▶ [Required action] Copy exactly the run of lines that begins at the line with "of the espresso" and ends at the final line of the entries.

▶ [Data section]
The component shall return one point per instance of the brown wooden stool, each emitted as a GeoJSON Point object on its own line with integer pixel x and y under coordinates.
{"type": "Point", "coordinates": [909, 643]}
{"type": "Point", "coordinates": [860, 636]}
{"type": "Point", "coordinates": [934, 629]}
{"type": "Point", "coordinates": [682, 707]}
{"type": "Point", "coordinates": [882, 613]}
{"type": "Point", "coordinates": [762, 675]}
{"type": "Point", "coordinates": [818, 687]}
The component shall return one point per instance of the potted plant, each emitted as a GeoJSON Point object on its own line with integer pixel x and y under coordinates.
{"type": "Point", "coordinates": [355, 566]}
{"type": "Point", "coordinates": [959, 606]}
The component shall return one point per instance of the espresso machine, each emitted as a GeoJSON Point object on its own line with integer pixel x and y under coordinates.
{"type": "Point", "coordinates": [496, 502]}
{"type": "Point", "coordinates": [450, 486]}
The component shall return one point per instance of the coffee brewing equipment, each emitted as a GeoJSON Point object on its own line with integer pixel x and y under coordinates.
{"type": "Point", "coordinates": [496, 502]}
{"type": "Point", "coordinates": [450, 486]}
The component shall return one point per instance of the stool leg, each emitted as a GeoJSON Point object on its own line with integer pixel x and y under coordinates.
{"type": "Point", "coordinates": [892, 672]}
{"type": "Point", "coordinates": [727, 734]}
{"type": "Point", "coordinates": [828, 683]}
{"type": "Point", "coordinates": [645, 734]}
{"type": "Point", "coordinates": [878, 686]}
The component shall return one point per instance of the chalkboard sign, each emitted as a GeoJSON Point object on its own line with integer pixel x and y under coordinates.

▶ [Exercise solution]
The component shall return one point per instance of the espresso machine, each emitted as a GeoJSON Point object on its own line with integer pixel x and y under coordinates.
{"type": "Point", "coordinates": [496, 502]}
{"type": "Point", "coordinates": [450, 486]}
The component shall return one point per instance of the coffee brewing equipment, each emitted as a GeoJSON Point object on its own line with integer pixel x and y under coordinates.
{"type": "Point", "coordinates": [496, 502]}
{"type": "Point", "coordinates": [450, 486]}
The component shall return one point per instance of the stool leg, each emitted as a GeoJSON Point object on its own line with integer pixel x and y under coordinates.
{"type": "Point", "coordinates": [892, 672]}
{"type": "Point", "coordinates": [727, 734]}
{"type": "Point", "coordinates": [828, 683]}
{"type": "Point", "coordinates": [645, 734]}
{"type": "Point", "coordinates": [878, 686]}
The component shall return one point per instance of the chalkboard sign, each emitted as a GeoJSON Point object on its own line with integer pixel x and y under coordinates.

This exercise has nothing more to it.